* **What you should do**
From the entries below, return only the lines starting at the one that contains "TARGET = sweater sleeve" and ending at the one that contains "TARGET = dark vase", exactly as they stand.

|---|

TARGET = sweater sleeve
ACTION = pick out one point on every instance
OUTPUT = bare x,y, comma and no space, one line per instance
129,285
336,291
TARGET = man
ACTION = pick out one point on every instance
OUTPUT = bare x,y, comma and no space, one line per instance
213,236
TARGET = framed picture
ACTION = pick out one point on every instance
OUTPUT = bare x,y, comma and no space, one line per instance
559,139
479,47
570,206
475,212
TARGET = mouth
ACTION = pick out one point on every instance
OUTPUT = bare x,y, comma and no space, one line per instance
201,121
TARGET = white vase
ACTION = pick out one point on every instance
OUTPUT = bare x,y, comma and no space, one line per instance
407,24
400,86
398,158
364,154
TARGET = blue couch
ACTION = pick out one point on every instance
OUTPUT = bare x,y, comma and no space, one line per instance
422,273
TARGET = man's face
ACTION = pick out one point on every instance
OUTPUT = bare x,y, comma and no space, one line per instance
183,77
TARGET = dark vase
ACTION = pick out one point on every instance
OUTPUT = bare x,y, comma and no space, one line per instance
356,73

|---|

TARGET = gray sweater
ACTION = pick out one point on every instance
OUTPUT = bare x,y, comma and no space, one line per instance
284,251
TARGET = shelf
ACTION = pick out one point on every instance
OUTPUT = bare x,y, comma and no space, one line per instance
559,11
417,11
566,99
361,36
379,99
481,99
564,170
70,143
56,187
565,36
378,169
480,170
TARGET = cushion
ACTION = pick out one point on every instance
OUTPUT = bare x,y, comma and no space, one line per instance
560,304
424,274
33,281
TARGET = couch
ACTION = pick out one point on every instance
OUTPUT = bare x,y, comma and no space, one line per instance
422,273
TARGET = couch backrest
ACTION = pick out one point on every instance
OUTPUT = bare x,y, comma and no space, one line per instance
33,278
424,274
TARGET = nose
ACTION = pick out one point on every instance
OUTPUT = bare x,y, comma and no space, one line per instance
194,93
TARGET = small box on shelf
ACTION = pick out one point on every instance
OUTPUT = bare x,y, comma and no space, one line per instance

|---|

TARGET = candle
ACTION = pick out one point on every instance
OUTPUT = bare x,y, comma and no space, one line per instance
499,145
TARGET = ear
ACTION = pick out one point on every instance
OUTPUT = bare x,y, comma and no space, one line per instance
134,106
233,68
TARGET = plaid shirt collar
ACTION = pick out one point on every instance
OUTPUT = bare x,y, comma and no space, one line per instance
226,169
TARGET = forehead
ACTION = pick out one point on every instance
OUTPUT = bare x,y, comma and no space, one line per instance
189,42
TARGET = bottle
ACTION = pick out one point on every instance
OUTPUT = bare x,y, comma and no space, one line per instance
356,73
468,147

|---|

* **Reply**
TARGET = sweater sleeve
ACTION = pick out one point on every instance
OUTPUT = bare x,y, comma and no space, one line per instance
129,285
336,291
TARGET = man
ACTION = pick out one point on every instance
OUTPUT = bare x,y, comma and no space, one line per instance
213,236
TARGET = framed picture
ACTION = pick out one point on every instance
OUTPUT = bare x,y, comma and no space, one line per instance
559,139
479,47
570,206
475,212
TARGET = mouth
ACTION = pick out one point on every instance
OUTPUT = bare x,y, comma and no space, one line per instance
201,121
TARGET = white vase
ACTION = pick out one point on every instance
OUTPUT = bare x,y, comma and no space, one line per instance
407,24
400,86
398,158
364,154
TARGET = blue couch
ACTION = pick out one point on every instance
OUTPUT = bare x,y, comma and no space, one line per instance
422,273
TARGET = man's face
ACTION = pick out one point on every instance
OUTPUT = bare x,y, comma and no space, one line per instance
183,77
TARGET = dark vase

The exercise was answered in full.